Required task 1 -> In the escapeHtml function of the Mustache patch, explain why some characters are copied to the output string unchanged.

[clang-tools-extra] [llvm] [llvm] add support for mustache templating language (PR #105893)

Paul Kirth via cfe-commits cfe-commits at lists.llvm.org
Mon Aug 26 13:21:07 PDT 2024


================
@@ -0,0 +1,276 @@
+//===-- Mustache.cpp ------------------------------------------------------===//
+//
+// Part of the LLVM Project, under the Apache License v2.0 with LLVM Exceptions.
+// See https://llvm.org/LICENSE.txt for license information.
+// SPDX-License-Identifier: Apache-2.0 WITH LLVM-exception
+//
+//===----------------------------------------------------------------------===//
+
+#include "llvm/Support/Mustache.h"
+#include "llvm/Support/Error.h"
+#include <iostream>
+#include <regex>
+#include <sstream>
+
+using namespace llvm;
+using namespace llvm::json;
+using namespace llvm::mustache;
+
+std::string escapeHtml(const std::string &Input) {
+  DenseMap<char, std::string> HtmlEntities = {{'&', "&"},
+                                              {'<', "<"},
+                                              {'>', ">"},
+                                              {'"', """},
+                                              {'"', "'"}};
+  std::string EscapedString;
+  EscapedString.reserve(Input.size());
+
+  for (char C : Input) {
+    if (HtmlEntities.find(C) != HtmlEntities.end()) {
+      EscapedString += HtmlEntities[C];
+    } else {
+      EscapedString += C;
+    }
+  }
+
+  return EscapedString;
+}
+
+std::vector<std::string> split(const std::string &Str, char Delimiter) {
+  std::vector<std::string> Tokens;
+  std::string Token;
+  std::stringstream SS(Str);
+  if (Str == ".") {
+    Tokens.push_back(Str);
+    return Tokens;
+  }
+  while (std::getline(SS, Token, Delimiter)) {
+    Tokens.push_back(Token);
+  }
+  return Tokens;
+}
+
+Token::Token(std::string Str, char Identifier) {
+  switch (Identifier) {
+  case '#':
+    TokenType = Type::SectionOpen;
+    break;
+  case '/':
+    TokenType = Type::SectionClose;
+    break;
+  case '^':
+    TokenType = Type::InvertSectionOpen;
+    break;
+  case '!':
+    TokenType = Type::Comment;
+    break;
+  case '>':
+    TokenType = Type::Partial;
+    break;
+  case '&':
+    TokenType = Type::UnescapeVariable;
+    break;
+  default:
+    TokenType = Type::Variable;
+  }
+  if (TokenType == Type::Comment)

Required task 2 -> In the records, rewrite the lines starting with the line containing "Expected: one point per instance of the street" and continuing through the end of the records, with "brick apartment building" changed to "brick building" and everything else left as is.

Given information ->

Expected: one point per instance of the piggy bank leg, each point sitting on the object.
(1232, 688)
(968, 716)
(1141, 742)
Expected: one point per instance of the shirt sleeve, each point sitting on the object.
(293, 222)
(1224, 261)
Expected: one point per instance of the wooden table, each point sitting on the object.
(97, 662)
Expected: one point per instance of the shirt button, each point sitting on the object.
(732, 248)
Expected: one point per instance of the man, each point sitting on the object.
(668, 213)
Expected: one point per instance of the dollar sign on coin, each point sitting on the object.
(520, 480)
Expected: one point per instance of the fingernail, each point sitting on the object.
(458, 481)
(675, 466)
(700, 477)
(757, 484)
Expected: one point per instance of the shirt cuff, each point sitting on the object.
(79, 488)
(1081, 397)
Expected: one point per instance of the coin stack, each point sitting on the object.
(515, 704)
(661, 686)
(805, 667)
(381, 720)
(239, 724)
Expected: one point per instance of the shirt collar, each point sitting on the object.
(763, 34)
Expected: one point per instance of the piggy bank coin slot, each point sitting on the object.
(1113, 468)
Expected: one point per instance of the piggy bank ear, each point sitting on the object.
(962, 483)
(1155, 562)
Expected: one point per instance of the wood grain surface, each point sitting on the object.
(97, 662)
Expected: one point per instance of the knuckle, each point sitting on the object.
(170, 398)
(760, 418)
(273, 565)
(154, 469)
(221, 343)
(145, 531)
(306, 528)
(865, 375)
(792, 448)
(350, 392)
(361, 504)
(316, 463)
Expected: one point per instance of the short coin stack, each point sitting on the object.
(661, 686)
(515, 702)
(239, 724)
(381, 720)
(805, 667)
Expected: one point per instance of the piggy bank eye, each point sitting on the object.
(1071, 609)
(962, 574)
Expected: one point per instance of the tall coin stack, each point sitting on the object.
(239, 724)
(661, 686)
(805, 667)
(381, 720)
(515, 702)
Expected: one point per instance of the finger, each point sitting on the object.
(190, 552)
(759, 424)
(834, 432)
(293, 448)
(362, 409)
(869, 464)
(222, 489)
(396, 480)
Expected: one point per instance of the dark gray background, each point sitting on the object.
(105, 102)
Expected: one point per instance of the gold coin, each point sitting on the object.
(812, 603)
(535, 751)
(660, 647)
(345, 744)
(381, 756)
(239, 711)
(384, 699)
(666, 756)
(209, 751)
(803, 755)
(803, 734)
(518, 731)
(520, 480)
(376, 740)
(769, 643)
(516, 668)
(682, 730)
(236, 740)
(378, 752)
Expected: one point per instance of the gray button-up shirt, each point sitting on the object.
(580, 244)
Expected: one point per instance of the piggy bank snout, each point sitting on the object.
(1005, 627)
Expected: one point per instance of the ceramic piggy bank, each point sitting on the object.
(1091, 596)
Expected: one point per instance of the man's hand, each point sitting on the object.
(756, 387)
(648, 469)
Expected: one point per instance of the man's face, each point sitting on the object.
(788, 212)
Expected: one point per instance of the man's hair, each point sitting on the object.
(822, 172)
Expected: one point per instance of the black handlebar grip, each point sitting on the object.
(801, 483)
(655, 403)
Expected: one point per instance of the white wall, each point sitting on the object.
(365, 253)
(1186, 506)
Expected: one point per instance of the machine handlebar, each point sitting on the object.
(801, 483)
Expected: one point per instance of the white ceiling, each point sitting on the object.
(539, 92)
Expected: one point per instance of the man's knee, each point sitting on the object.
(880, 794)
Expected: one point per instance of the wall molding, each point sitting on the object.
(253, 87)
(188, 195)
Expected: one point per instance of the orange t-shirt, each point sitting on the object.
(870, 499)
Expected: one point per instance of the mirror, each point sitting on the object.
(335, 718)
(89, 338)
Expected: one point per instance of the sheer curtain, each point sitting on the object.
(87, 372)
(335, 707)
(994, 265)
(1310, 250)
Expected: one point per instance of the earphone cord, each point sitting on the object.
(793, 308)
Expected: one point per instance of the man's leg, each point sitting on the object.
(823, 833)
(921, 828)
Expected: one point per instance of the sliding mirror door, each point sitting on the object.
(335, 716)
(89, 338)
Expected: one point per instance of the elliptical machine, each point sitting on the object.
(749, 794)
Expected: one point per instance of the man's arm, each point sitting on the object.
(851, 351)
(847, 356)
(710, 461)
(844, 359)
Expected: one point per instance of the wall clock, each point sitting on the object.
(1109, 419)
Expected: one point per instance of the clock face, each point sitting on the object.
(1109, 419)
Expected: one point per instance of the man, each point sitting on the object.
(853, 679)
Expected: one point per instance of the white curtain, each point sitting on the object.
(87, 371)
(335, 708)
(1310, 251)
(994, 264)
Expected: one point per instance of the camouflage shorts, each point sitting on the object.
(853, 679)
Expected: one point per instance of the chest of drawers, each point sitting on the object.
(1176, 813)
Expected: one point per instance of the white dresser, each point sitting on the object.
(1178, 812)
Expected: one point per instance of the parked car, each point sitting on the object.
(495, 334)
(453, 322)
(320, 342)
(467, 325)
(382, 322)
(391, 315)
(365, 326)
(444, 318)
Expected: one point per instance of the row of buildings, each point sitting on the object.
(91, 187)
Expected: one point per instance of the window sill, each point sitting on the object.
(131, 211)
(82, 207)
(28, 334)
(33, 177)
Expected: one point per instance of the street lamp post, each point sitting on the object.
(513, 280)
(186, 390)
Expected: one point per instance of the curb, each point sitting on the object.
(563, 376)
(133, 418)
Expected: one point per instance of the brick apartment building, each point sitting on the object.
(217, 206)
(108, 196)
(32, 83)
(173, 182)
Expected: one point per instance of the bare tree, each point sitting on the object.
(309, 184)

Expected answer 1 -> The loop looks up each input character in the HtmlEntities map. When the lookup returns HtmlEntities.end(), meaning the character has no entry, the else branch appends the character itself to EscapedString instead of a replacement string.

Expected answer 2 ->
Expected: one point per instance of the street lamp post, each point sitting on the object.
(513, 280)
(186, 390)
Expected: one point per instance of the curb, each point sitting on the object.
(563, 376)
(133, 418)
Expected: one point per instance of the brick building, each point sitting on the object.
(217, 206)
(108, 196)
(32, 83)
(173, 182)
Expected: one point per instance of the bare tree, each point sitting on the object.
(309, 184)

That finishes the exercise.